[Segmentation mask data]
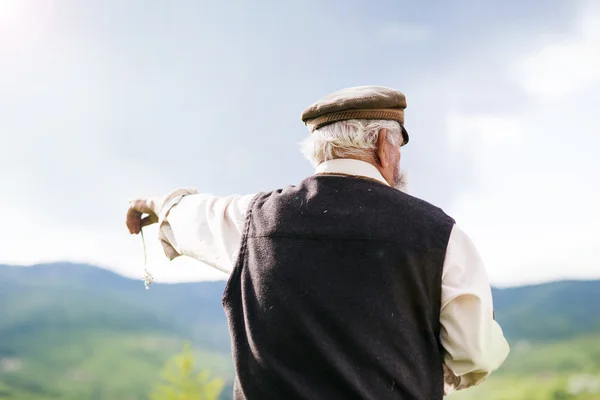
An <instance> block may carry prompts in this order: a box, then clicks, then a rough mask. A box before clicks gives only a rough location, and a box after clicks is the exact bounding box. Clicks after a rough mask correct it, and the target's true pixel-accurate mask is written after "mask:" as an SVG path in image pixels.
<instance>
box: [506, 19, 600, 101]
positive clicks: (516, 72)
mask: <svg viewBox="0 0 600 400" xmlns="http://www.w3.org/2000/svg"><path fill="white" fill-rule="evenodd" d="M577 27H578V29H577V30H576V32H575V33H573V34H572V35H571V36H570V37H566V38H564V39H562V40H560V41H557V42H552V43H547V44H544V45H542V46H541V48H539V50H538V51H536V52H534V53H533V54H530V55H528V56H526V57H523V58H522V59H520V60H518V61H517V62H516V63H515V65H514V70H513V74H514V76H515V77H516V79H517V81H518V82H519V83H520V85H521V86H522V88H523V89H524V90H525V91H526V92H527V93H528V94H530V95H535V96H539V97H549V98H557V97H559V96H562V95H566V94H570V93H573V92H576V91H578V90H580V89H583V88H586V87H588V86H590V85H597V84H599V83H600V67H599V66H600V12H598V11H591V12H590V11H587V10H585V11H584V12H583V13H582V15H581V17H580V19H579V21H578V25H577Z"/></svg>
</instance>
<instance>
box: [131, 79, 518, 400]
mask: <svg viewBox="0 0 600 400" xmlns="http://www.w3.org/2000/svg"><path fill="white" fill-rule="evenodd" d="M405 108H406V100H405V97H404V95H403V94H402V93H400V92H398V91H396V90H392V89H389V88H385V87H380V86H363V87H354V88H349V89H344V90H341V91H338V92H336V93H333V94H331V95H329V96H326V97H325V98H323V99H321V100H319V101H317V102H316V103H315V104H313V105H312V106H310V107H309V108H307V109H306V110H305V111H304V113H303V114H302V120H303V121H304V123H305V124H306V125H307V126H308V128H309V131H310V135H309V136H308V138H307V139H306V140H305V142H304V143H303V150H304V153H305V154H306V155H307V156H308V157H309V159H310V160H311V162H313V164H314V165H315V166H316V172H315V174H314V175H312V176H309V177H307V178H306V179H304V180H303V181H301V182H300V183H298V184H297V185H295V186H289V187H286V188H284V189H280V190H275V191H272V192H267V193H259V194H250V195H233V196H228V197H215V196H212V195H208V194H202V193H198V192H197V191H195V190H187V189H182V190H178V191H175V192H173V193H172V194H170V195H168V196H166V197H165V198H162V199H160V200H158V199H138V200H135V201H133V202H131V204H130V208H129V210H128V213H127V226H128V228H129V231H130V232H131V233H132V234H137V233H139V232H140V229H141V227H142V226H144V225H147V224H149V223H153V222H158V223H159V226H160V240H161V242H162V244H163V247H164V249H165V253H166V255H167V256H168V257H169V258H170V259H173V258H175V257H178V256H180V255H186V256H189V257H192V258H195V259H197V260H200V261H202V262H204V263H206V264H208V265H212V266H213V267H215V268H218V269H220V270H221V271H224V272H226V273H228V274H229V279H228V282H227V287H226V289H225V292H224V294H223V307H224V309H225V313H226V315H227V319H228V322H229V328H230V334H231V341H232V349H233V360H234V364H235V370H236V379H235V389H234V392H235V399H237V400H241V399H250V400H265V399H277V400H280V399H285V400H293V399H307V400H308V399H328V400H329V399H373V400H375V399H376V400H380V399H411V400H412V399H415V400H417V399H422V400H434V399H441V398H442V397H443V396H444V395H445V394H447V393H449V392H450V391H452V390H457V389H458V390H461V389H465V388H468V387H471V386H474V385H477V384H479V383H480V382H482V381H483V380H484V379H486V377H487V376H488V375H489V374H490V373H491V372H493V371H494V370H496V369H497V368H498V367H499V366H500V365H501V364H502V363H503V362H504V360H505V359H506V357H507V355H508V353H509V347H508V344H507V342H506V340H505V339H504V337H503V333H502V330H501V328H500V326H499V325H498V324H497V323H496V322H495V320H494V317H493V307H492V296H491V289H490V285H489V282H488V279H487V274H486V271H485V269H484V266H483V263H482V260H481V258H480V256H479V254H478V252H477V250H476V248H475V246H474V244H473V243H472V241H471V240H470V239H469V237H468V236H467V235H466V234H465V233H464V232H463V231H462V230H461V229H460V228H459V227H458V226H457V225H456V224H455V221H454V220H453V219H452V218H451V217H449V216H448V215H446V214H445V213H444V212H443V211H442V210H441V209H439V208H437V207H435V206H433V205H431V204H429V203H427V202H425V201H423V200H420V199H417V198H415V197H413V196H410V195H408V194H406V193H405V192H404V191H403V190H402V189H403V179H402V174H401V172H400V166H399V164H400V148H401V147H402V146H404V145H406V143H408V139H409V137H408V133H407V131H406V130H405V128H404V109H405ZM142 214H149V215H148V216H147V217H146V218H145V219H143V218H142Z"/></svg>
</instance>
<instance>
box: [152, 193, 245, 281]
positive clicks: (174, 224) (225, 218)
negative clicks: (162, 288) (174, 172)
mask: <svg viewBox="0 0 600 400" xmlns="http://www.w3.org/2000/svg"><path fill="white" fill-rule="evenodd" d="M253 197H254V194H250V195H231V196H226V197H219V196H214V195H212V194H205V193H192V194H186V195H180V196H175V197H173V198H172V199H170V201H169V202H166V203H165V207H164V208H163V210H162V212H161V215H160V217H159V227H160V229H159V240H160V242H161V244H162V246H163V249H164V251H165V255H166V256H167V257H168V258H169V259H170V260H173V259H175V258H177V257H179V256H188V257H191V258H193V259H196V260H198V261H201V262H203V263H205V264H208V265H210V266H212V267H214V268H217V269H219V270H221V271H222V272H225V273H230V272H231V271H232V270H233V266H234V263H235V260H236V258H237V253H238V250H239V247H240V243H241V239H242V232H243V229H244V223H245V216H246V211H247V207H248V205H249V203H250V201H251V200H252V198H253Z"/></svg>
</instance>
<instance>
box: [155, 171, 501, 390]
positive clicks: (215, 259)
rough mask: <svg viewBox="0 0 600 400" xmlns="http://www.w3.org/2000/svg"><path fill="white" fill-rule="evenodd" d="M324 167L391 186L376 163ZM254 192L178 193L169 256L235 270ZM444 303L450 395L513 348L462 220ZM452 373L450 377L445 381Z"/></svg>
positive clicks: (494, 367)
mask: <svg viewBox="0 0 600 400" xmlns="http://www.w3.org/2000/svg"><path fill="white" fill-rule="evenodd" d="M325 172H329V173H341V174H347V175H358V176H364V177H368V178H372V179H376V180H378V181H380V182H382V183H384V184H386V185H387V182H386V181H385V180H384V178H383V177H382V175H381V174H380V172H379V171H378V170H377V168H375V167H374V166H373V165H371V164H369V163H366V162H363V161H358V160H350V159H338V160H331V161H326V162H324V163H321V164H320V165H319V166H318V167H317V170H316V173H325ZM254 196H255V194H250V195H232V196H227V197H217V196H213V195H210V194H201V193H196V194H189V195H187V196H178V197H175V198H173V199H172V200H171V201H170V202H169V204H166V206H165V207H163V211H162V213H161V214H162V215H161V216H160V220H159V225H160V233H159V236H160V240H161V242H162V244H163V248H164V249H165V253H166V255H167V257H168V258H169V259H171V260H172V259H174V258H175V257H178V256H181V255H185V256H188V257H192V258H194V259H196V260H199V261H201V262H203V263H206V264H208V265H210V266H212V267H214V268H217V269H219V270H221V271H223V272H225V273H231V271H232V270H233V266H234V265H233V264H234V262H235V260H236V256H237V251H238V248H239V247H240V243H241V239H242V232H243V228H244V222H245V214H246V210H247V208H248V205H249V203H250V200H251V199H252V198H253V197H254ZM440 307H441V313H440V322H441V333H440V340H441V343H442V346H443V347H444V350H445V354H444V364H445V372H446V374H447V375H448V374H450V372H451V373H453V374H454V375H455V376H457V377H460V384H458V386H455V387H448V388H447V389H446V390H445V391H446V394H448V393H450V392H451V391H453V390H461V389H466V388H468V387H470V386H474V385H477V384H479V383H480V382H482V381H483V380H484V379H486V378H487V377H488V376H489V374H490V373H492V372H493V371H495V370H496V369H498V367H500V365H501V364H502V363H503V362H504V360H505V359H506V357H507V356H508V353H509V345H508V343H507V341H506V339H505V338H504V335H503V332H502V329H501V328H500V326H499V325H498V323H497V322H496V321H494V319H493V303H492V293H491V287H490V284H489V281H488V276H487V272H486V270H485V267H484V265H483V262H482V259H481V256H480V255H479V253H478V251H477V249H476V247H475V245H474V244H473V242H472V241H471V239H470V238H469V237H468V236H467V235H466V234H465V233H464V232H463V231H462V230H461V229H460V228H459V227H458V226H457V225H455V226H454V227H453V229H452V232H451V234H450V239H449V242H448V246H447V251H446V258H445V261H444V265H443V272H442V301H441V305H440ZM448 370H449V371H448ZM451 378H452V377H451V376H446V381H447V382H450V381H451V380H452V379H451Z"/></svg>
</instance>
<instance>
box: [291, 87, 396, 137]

PROBLEM TO WORK ON → Copy the stretch of the records above that runs from the line with "box: [152, 193, 245, 281]" through the line with "positive clicks: (215, 259)". Both end lines belong in the copy, and nothing else does.

WRITTEN SOLUTION →
box: [152, 193, 245, 281]
positive clicks: (174, 224) (225, 218)
negative clicks: (162, 288) (174, 172)
mask: <svg viewBox="0 0 600 400" xmlns="http://www.w3.org/2000/svg"><path fill="white" fill-rule="evenodd" d="M253 197H254V194H250V195H231V196H226V197H219V196H214V195H212V194H205V193H192V194H186V195H180V196H175V197H173V198H172V199H170V201H169V202H166V203H165V207H164V208H163V210H162V212H161V215H160V217H159V227H160V229H159V240H160V242H161V244H162V246H163V249H164V251H165V255H166V256H167V257H168V258H169V259H170V260H173V259H175V258H177V257H179V256H188V257H191V258H193V259H196V260H198V261H201V262H203V263H205V264H208V265H210V266H212V267H214V268H217V269H219V270H221V271H222V272H225V273H230V272H231V271H232V270H233V266H234V263H235V260H236V258H237V253H238V250H239V247H240V243H241V239H242V232H243V229H244V223H245V216H246V211H247V207H248V205H249V203H250V201H251V200H252V198H253Z"/></svg>
</instance>
<instance>
box: [155, 171, 501, 390]
positive clicks: (215, 259)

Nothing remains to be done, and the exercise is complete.